Document source =>
════════════════

Madeleine-Jeanne Lemaire

(1845 - 1928 PARIS)

Portrait présumé de la comtesse Anna de Noailles 

Madeleine Lemaire

(Les Arcs 1845 - Paris 1928)


Caractéristiques : 

Le Portrait Moderne ou Portrait présumé d’Anna de Noailles, c. 1913-1914, huile sur sa toile d’origine


Dimensions : 

  • Sc : 180 cm x 120,3 cm
  • Ac : 203 cm x 143,5 cm


Inscriptions

Etiquette de l’encadreur Moirinat au dos du cadre : « Toiles et Couleurs fines MOIRINAT Paris
184, Fg St Honoré Paris Dorure et encadrements en tous genres »

Etiquette du layetier et emballeur André Chenu (emballage et expédition) correspondant à l’exposition L’Art et la Vie en France à la Belle Epoque rou le tableau est présenté comme ovPortrait d’une femme assise


Provenance

  • Galerie Alain Lesieutre, Paris, avant 1971.
  • Collection Bruno Roy.
  • Sotheby's, Londres, 20 juin 1989, lot 44 : Femme assise dans un fauteuil Dagobert.
  • Sotheby's, New York, 24 mai 1995, lot 366 : Woman Seated in a Dagobert Armchair.


Expositions

  • 1914 Salon de la Société Nationale des Beaux-Arts. 24e exposition (Paris), du 15 avril au 30 juin
  • 1914, n° 758 : Portrait Moderne.
  • 1971 Fondation Paul Ricard (Bendor), L’Art et la Vie en France à la Belle Epoquep, septembre - octobre 1971, n° 248 : portrait d’une femme assise.


Musées : 

Une trentaine de ses œuvres ; pastels, huiles et aquarelles ; ont été exposées, en avril-juin 2010 au musée Marmottan-Monet à Paris, dans le cadre d’une exposition consacrée aux femmes peintres au temps de Marcel Proust. Le musée de Dieppe ainsi que ceux de Mulhouse et de Toulouse possèdent quelques-unes de ses œuvres, et le musée du Louvre conserve l'aquarelle Valet de chambre portant une lettre et un Bouquet de l'ancienne collection Le Masle.

════════════════

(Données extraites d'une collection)
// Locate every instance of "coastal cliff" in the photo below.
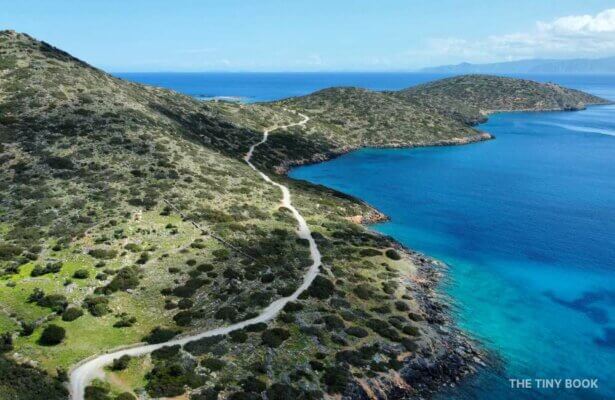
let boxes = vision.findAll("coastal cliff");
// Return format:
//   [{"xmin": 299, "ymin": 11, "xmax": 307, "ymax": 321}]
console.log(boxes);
[{"xmin": 0, "ymin": 31, "xmax": 598, "ymax": 399}]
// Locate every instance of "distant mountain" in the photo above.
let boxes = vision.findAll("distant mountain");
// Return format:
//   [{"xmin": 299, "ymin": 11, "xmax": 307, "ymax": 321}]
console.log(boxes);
[{"xmin": 421, "ymin": 57, "xmax": 615, "ymax": 74}]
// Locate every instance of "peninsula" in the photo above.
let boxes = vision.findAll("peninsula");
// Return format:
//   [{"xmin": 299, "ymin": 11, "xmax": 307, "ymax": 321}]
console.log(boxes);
[{"xmin": 0, "ymin": 31, "xmax": 606, "ymax": 400}]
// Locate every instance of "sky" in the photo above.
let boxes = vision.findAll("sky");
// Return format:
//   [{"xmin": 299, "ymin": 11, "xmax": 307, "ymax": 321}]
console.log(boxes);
[{"xmin": 0, "ymin": 0, "xmax": 615, "ymax": 72}]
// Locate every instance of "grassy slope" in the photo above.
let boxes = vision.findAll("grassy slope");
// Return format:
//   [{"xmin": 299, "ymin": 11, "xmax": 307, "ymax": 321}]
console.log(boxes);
[
  {"xmin": 398, "ymin": 75, "xmax": 606, "ymax": 124},
  {"xmin": 0, "ymin": 32, "xmax": 608, "ymax": 398},
  {"xmin": 211, "ymin": 75, "xmax": 606, "ymax": 171},
  {"xmin": 0, "ymin": 32, "xmax": 472, "ymax": 398}
]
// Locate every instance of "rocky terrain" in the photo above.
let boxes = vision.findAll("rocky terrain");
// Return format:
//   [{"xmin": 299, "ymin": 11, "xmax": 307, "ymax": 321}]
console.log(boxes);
[{"xmin": 0, "ymin": 31, "xmax": 601, "ymax": 400}]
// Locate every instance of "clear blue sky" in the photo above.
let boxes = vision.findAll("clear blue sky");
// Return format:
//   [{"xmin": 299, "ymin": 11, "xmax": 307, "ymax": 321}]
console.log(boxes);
[{"xmin": 0, "ymin": 0, "xmax": 615, "ymax": 72}]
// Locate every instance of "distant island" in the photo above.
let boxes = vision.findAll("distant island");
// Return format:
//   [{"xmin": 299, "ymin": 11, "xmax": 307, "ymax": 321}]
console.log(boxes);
[
  {"xmin": 421, "ymin": 56, "xmax": 615, "ymax": 74},
  {"xmin": 0, "ymin": 31, "xmax": 607, "ymax": 400}
]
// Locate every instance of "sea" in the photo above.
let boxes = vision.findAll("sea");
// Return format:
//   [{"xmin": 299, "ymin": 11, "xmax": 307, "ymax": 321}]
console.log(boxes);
[{"xmin": 116, "ymin": 73, "xmax": 615, "ymax": 399}]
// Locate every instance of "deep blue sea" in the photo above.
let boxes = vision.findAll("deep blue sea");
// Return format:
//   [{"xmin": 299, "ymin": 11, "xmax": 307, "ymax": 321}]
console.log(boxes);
[{"xmin": 121, "ymin": 74, "xmax": 615, "ymax": 399}]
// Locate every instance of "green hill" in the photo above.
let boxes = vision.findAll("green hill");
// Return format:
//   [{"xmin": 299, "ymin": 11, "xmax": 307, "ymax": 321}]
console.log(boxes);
[
  {"xmin": 0, "ymin": 31, "xmax": 608, "ymax": 399},
  {"xmin": 394, "ymin": 75, "xmax": 608, "ymax": 124}
]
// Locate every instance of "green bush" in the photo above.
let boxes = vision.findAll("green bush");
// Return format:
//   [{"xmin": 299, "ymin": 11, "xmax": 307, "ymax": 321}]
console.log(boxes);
[
  {"xmin": 73, "ymin": 269, "xmax": 90, "ymax": 279},
  {"xmin": 229, "ymin": 329, "xmax": 248, "ymax": 343},
  {"xmin": 184, "ymin": 335, "xmax": 224, "ymax": 356},
  {"xmin": 352, "ymin": 283, "xmax": 374, "ymax": 300},
  {"xmin": 359, "ymin": 248, "xmax": 382, "ymax": 257},
  {"xmin": 321, "ymin": 366, "xmax": 352, "ymax": 394},
  {"xmin": 261, "ymin": 328, "xmax": 290, "ymax": 347},
  {"xmin": 0, "ymin": 332, "xmax": 13, "ymax": 353},
  {"xmin": 173, "ymin": 310, "xmax": 194, "ymax": 326},
  {"xmin": 105, "ymin": 266, "xmax": 139, "ymax": 293},
  {"xmin": 83, "ymin": 296, "xmax": 110, "ymax": 317},
  {"xmin": 323, "ymin": 315, "xmax": 345, "ymax": 330},
  {"xmin": 36, "ymin": 294, "xmax": 68, "ymax": 313},
  {"xmin": 110, "ymin": 355, "xmax": 131, "ymax": 371},
  {"xmin": 143, "ymin": 326, "xmax": 179, "ymax": 344},
  {"xmin": 307, "ymin": 275, "xmax": 335, "ymax": 300},
  {"xmin": 201, "ymin": 358, "xmax": 226, "ymax": 372},
  {"xmin": 239, "ymin": 376, "xmax": 267, "ymax": 393},
  {"xmin": 62, "ymin": 307, "xmax": 83, "ymax": 322},
  {"xmin": 395, "ymin": 300, "xmax": 410, "ymax": 311},
  {"xmin": 214, "ymin": 306, "xmax": 237, "ymax": 322},
  {"xmin": 115, "ymin": 392, "xmax": 137, "ymax": 400},
  {"xmin": 346, "ymin": 326, "xmax": 369, "ymax": 338},
  {"xmin": 89, "ymin": 249, "xmax": 117, "ymax": 260},
  {"xmin": 0, "ymin": 242, "xmax": 23, "ymax": 261},
  {"xmin": 38, "ymin": 324, "xmax": 66, "ymax": 346},
  {"xmin": 384, "ymin": 249, "xmax": 401, "ymax": 260},
  {"xmin": 113, "ymin": 314, "xmax": 137, "ymax": 328},
  {"xmin": 402, "ymin": 325, "xmax": 421, "ymax": 336}
]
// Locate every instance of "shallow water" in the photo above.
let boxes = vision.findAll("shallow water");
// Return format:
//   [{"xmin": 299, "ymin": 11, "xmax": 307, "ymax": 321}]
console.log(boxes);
[
  {"xmin": 291, "ymin": 83, "xmax": 615, "ymax": 399},
  {"xmin": 121, "ymin": 73, "xmax": 615, "ymax": 399}
]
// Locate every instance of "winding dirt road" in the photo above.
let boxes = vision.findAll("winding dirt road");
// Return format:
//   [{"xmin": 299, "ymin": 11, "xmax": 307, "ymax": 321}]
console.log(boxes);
[{"xmin": 69, "ymin": 114, "xmax": 321, "ymax": 400}]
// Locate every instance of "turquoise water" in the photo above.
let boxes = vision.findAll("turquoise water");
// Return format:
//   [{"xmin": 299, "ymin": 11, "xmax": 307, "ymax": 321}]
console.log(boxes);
[
  {"xmin": 291, "ymin": 86, "xmax": 615, "ymax": 399},
  {"xmin": 116, "ymin": 73, "xmax": 615, "ymax": 399}
]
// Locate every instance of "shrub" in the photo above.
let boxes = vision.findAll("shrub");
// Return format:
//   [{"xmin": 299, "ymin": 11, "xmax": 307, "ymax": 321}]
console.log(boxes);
[
  {"xmin": 152, "ymin": 344, "xmax": 181, "ymax": 360},
  {"xmin": 30, "ymin": 261, "xmax": 62, "ymax": 277},
  {"xmin": 177, "ymin": 299, "xmax": 194, "ymax": 310},
  {"xmin": 395, "ymin": 300, "xmax": 410, "ymax": 311},
  {"xmin": 243, "ymin": 322, "xmax": 267, "ymax": 332},
  {"xmin": 214, "ymin": 306, "xmax": 237, "ymax": 322},
  {"xmin": 62, "ymin": 307, "xmax": 83, "ymax": 322},
  {"xmin": 173, "ymin": 310, "xmax": 194, "ymax": 326},
  {"xmin": 284, "ymin": 301, "xmax": 303, "ymax": 313},
  {"xmin": 261, "ymin": 328, "xmax": 290, "ymax": 347},
  {"xmin": 0, "ymin": 243, "xmax": 23, "ymax": 260},
  {"xmin": 19, "ymin": 321, "xmax": 36, "ymax": 336},
  {"xmin": 89, "ymin": 249, "xmax": 117, "ymax": 260},
  {"xmin": 184, "ymin": 335, "xmax": 224, "ymax": 356},
  {"xmin": 0, "ymin": 332, "xmax": 13, "ymax": 353},
  {"xmin": 229, "ymin": 329, "xmax": 248, "ymax": 343},
  {"xmin": 408, "ymin": 313, "xmax": 423, "ymax": 322},
  {"xmin": 384, "ymin": 249, "xmax": 401, "ymax": 260},
  {"xmin": 84, "ymin": 386, "xmax": 111, "ymax": 400},
  {"xmin": 39, "ymin": 324, "xmax": 66, "ymax": 346},
  {"xmin": 83, "ymin": 296, "xmax": 110, "ymax": 317},
  {"xmin": 73, "ymin": 269, "xmax": 90, "ymax": 279},
  {"xmin": 105, "ymin": 266, "xmax": 139, "ymax": 293},
  {"xmin": 359, "ymin": 248, "xmax": 382, "ymax": 257},
  {"xmin": 239, "ymin": 376, "xmax": 267, "ymax": 393},
  {"xmin": 36, "ymin": 294, "xmax": 68, "ymax": 313},
  {"xmin": 111, "ymin": 355, "xmax": 131, "ymax": 371},
  {"xmin": 322, "ymin": 366, "xmax": 352, "ymax": 393},
  {"xmin": 402, "ymin": 325, "xmax": 421, "ymax": 336},
  {"xmin": 113, "ymin": 314, "xmax": 137, "ymax": 328},
  {"xmin": 345, "ymin": 326, "xmax": 369, "ymax": 338},
  {"xmin": 201, "ymin": 358, "xmax": 226, "ymax": 372},
  {"xmin": 143, "ymin": 326, "xmax": 179, "ymax": 344},
  {"xmin": 401, "ymin": 339, "xmax": 419, "ymax": 351},
  {"xmin": 115, "ymin": 392, "xmax": 137, "ymax": 400},
  {"xmin": 352, "ymin": 283, "xmax": 373, "ymax": 300},
  {"xmin": 307, "ymin": 275, "xmax": 335, "ymax": 300}
]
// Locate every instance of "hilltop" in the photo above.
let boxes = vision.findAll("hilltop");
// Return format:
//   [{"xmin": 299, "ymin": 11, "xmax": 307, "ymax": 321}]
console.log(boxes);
[
  {"xmin": 394, "ymin": 75, "xmax": 608, "ymax": 125},
  {"xmin": 0, "ymin": 31, "xmax": 482, "ymax": 399},
  {"xmin": 217, "ymin": 75, "xmax": 608, "ymax": 172},
  {"xmin": 0, "ymin": 31, "xmax": 601, "ymax": 399}
]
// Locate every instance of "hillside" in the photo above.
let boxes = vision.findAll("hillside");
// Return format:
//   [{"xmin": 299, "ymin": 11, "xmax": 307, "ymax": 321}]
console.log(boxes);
[
  {"xmin": 210, "ymin": 75, "xmax": 607, "ymax": 172},
  {"xmin": 393, "ymin": 75, "xmax": 608, "ymax": 124},
  {"xmin": 0, "ymin": 31, "xmax": 478, "ymax": 399}
]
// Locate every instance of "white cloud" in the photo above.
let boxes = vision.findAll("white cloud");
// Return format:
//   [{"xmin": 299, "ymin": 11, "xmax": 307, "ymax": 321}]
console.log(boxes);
[
  {"xmin": 538, "ymin": 8, "xmax": 615, "ymax": 35},
  {"xmin": 412, "ymin": 8, "xmax": 615, "ymax": 62}
]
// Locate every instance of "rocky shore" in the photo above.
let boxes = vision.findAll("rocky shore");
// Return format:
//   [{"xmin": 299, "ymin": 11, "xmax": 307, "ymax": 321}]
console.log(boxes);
[{"xmin": 273, "ymin": 132, "xmax": 495, "ymax": 175}]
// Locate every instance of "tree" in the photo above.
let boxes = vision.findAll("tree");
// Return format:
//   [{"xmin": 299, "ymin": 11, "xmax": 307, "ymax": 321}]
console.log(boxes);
[{"xmin": 39, "ymin": 324, "xmax": 66, "ymax": 346}]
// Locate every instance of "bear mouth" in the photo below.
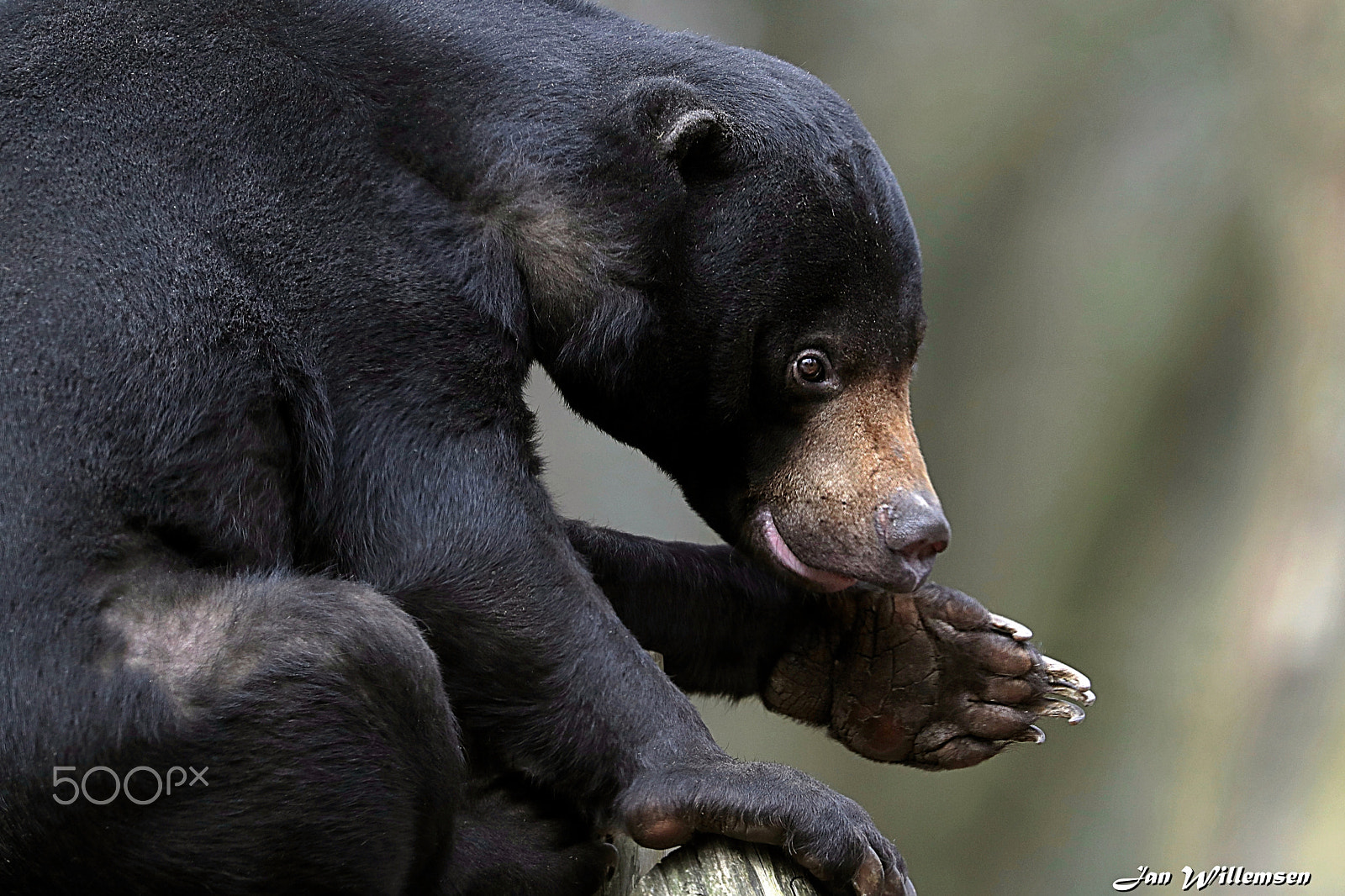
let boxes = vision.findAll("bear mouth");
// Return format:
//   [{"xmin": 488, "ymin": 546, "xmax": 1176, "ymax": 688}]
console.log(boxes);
[{"xmin": 757, "ymin": 507, "xmax": 858, "ymax": 592}]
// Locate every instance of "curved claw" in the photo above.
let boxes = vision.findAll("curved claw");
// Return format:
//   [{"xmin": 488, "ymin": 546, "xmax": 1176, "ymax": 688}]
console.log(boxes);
[
  {"xmin": 1041, "ymin": 656, "xmax": 1092, "ymax": 693},
  {"xmin": 1009, "ymin": 725, "xmax": 1047, "ymax": 744},
  {"xmin": 990, "ymin": 614, "xmax": 1031, "ymax": 640},
  {"xmin": 1047, "ymin": 685, "xmax": 1098, "ymax": 706},
  {"xmin": 1037, "ymin": 697, "xmax": 1084, "ymax": 725}
]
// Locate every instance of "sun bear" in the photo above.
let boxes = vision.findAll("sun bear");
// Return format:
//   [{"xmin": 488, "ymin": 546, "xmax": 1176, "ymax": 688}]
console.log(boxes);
[{"xmin": 0, "ymin": 0, "xmax": 1087, "ymax": 896}]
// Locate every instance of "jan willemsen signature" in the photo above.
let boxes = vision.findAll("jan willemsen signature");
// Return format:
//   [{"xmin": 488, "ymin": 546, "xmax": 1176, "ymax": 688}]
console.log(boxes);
[{"xmin": 1111, "ymin": 865, "xmax": 1313, "ymax": 893}]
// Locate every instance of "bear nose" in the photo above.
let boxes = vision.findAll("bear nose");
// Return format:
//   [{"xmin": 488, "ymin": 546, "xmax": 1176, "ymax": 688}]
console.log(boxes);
[{"xmin": 876, "ymin": 490, "xmax": 952, "ymax": 592}]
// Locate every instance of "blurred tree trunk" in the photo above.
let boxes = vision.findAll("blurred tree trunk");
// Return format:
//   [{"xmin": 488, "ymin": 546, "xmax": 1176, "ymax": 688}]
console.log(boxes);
[{"xmin": 1172, "ymin": 2, "xmax": 1345, "ymax": 884}]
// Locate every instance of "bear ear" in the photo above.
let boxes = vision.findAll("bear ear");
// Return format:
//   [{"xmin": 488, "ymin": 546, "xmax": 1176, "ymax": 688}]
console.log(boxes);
[
  {"xmin": 625, "ymin": 78, "xmax": 728, "ymax": 177},
  {"xmin": 657, "ymin": 108, "xmax": 724, "ymax": 168}
]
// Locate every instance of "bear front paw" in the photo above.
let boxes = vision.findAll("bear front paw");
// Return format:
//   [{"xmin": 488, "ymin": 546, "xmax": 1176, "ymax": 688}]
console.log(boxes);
[{"xmin": 762, "ymin": 582, "xmax": 1094, "ymax": 768}]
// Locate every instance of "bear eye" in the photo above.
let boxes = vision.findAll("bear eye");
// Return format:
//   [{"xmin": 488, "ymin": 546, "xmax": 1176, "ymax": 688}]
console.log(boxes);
[{"xmin": 789, "ymin": 349, "xmax": 836, "ymax": 393}]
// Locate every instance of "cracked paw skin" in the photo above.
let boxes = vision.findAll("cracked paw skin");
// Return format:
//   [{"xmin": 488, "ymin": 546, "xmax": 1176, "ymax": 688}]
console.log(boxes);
[{"xmin": 762, "ymin": 582, "xmax": 1094, "ymax": 770}]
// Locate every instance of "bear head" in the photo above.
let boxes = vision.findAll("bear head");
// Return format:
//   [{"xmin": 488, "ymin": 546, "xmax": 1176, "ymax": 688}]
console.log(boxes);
[{"xmin": 520, "ymin": 54, "xmax": 950, "ymax": 591}]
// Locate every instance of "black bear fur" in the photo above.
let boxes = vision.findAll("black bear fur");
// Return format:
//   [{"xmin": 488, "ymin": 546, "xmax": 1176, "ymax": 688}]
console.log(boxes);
[{"xmin": 0, "ymin": 0, "xmax": 946, "ymax": 894}]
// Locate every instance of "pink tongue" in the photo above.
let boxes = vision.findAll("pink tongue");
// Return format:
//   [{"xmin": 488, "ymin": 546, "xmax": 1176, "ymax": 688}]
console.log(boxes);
[{"xmin": 760, "ymin": 510, "xmax": 856, "ymax": 591}]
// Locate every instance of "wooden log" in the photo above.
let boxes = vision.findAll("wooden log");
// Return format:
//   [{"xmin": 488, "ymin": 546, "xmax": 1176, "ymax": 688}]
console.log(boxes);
[
  {"xmin": 630, "ymin": 837, "xmax": 819, "ymax": 896},
  {"xmin": 601, "ymin": 837, "xmax": 819, "ymax": 896}
]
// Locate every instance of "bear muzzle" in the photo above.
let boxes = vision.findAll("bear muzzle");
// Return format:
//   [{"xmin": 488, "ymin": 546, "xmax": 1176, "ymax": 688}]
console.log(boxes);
[{"xmin": 873, "ymin": 488, "xmax": 952, "ymax": 593}]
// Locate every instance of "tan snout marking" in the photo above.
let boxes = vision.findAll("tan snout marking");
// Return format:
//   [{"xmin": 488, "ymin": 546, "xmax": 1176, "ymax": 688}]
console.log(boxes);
[{"xmin": 758, "ymin": 372, "xmax": 933, "ymax": 569}]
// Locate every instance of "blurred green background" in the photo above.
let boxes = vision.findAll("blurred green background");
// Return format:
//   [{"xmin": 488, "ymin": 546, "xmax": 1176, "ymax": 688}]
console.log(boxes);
[{"xmin": 531, "ymin": 0, "xmax": 1345, "ymax": 896}]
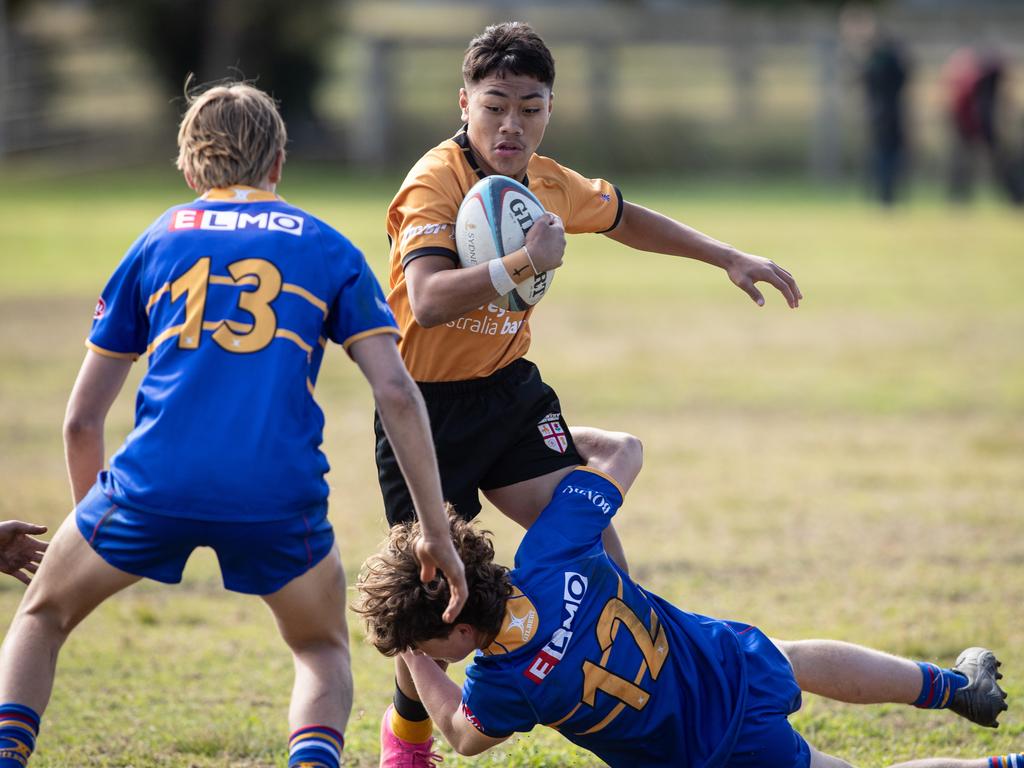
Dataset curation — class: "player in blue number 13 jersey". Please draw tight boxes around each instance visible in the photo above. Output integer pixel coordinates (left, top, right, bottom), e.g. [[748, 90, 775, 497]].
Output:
[[355, 429, 1011, 768], [0, 83, 465, 768]]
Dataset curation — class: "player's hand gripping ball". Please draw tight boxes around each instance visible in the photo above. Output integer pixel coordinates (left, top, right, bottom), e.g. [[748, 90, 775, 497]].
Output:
[[455, 176, 555, 312]]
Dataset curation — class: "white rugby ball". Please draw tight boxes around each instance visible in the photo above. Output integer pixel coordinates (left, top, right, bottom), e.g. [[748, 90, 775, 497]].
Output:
[[455, 176, 555, 312]]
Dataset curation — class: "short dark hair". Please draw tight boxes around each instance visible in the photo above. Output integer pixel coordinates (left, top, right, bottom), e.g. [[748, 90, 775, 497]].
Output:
[[352, 508, 512, 656], [462, 22, 555, 88]]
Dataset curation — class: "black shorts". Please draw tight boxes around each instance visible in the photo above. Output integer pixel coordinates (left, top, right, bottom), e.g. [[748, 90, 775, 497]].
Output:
[[374, 358, 584, 525]]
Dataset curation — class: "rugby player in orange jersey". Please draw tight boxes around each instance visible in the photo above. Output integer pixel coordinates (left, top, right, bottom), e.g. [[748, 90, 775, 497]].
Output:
[[377, 22, 802, 766]]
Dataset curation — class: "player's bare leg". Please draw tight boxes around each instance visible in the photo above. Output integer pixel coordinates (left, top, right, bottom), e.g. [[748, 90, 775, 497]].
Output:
[[0, 512, 139, 715], [776, 640, 1016, 729], [774, 640, 921, 703], [263, 547, 352, 733], [811, 746, 1024, 768]]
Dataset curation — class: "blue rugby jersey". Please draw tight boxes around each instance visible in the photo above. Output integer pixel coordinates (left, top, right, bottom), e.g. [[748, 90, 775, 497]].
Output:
[[463, 468, 746, 768], [86, 187, 398, 521]]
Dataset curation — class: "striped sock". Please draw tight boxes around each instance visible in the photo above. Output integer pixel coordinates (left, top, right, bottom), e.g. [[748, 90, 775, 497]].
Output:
[[0, 702, 39, 768], [913, 662, 967, 710], [288, 725, 345, 768]]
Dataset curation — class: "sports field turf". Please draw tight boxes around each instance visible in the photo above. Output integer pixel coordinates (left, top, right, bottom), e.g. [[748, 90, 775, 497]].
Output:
[[0, 170, 1024, 768]]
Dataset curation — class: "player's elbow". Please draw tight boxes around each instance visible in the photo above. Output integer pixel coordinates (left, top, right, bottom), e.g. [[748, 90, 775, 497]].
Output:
[[63, 410, 103, 444], [616, 432, 643, 475], [373, 369, 421, 415], [409, 296, 449, 328]]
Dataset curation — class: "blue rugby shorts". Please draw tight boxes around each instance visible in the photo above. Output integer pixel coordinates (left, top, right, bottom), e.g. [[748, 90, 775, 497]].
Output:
[[75, 483, 334, 595], [726, 622, 811, 768]]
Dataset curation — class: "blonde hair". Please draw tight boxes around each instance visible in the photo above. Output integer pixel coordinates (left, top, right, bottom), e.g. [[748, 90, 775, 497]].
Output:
[[177, 83, 288, 193]]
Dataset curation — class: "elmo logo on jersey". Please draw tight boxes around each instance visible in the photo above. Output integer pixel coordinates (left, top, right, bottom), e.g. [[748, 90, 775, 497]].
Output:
[[537, 414, 569, 454], [522, 570, 589, 683], [462, 701, 486, 734], [168, 208, 304, 238]]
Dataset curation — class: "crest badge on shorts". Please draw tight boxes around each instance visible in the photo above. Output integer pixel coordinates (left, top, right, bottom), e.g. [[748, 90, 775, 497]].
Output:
[[537, 414, 569, 454]]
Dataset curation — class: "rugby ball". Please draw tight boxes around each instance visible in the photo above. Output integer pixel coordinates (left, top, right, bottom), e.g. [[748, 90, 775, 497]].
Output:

════════════════

Tâches à réaliser =>
(A) D'après la notice sur le portrait présumé d'Anna de Noailles, dans quel musée parisien une trentaine d'œuvres de Madeleine Lemaire ont-elles été exposées en avril-juin 2010 ?
(B) Relevez chaque ligne des enregistrements qui contient la chaîne « skin », en tenant compte de la casse.

Réponses aux tâches =>
(A) Au musée Marmottan-Monet.

(B)
// Locate every instance of "cracked paw skin" in the photo above.
let boxes = vision.findAll("cracked paw skin");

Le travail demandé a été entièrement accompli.